**Material for this task**.
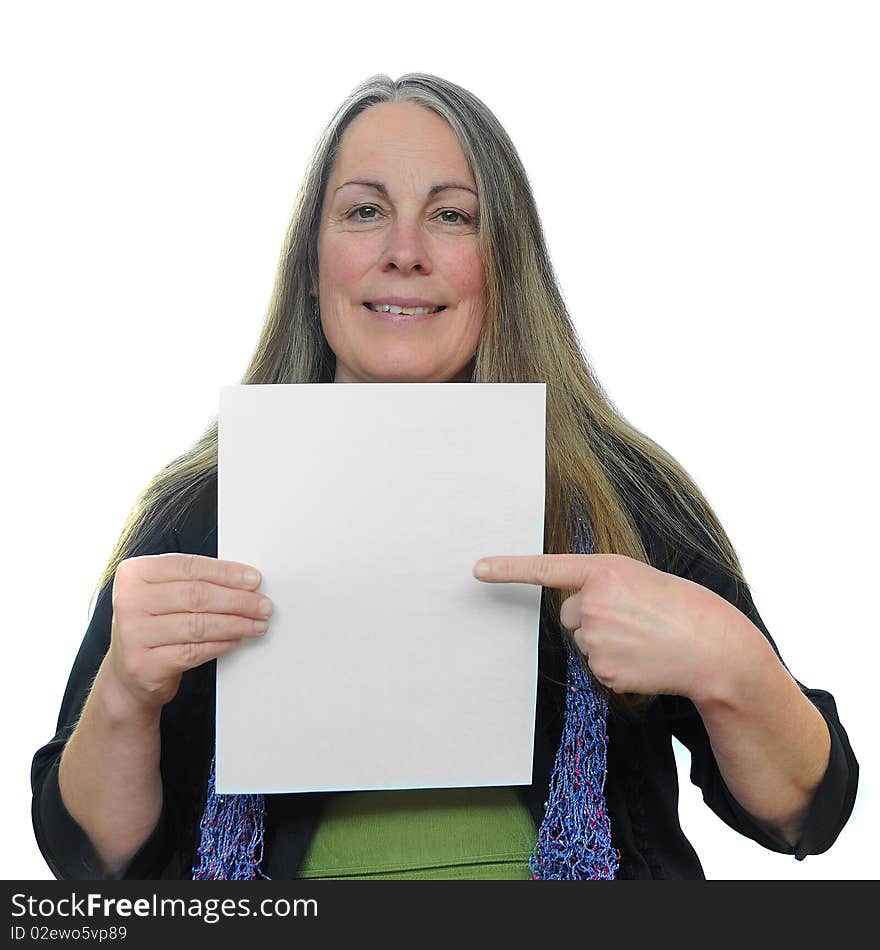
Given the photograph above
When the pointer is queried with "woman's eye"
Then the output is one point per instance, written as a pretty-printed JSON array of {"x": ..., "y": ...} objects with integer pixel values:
[
  {"x": 356, "y": 213},
  {"x": 463, "y": 218}
]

**What you have to do**. Copy every entry above exactly as it stands, but leave the pictures out.

**Expected output**.
Given the photograph above
When the pointer is queried with "woman's eye"
Then the output is one point per instance, written as a pretty-printed JSON array of {"x": ..., "y": ...} objects with integer pixel values:
[
  {"x": 356, "y": 213},
  {"x": 463, "y": 218}
]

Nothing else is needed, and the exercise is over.